Rewrite the material with "cardboard storage box" changed to "plastic storage bin", keeping everything else the same.

====== DATA TO PROCESS

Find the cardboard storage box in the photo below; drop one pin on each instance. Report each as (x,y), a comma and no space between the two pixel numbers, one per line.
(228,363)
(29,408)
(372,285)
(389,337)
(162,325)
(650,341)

============

## ANSWER IN FULL
Find the plastic storage bin in the photo below; drop one pin on each instance. Report each as (x,y), a comma and no space between the two pixel numbers, one per line.
(228,363)
(29,408)
(372,285)
(389,337)
(162,325)
(650,341)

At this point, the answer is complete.